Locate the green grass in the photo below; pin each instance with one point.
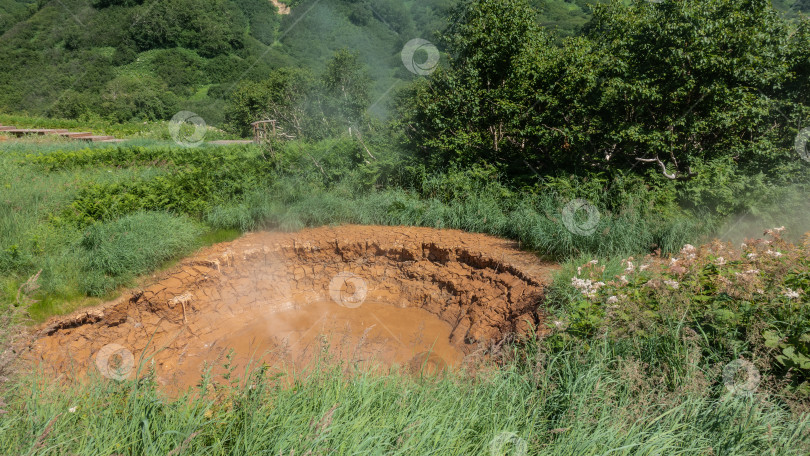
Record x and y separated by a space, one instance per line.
52 193
582 399
127 130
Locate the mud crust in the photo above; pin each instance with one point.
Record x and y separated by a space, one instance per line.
482 286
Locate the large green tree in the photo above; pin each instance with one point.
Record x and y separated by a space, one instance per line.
672 85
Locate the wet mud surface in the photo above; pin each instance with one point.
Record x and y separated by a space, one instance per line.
417 297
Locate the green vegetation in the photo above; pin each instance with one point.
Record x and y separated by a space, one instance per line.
573 400
663 123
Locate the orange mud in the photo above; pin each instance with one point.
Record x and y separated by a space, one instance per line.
393 295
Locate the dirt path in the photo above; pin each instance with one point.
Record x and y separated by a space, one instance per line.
--------------------------------------------------
WHAT THE EXERCISE ASKS: Rewrite all of the rows above with "pin each instance" switched to "mark each instance" each time it appears and everything else left unchanged. Leave the pictures out.

OUTPUT BELOW:
Locate the green grass in the photo below; mark each instance with one point.
Record x and y separated by a space, one instance per line.
52 193
582 399
127 130
Locate the mud crust in the photo above; mark each instance with one point.
Record x and y separated by a space, one instance per line.
482 286
Locate the large green tree in the photo above; mark each instance with one point.
Record x and y separated by a space, one instance per line.
672 85
Locate the wet mud surface in the photo above; mark each instance with one point.
Record x and y separated by a space, one instance per line.
417 297
Locate the green vegetation in the photo above; mark each instance with one point.
Record x and y separated by a space, one instance per line.
573 400
663 123
Locate the orange mud in the photo above; mark each instance with one point.
Record x and y separated by a space, one instance per line.
393 295
Locate the dirt path in the photo above; mark each instance with one point.
Record x and y separated by a space, one instance per line.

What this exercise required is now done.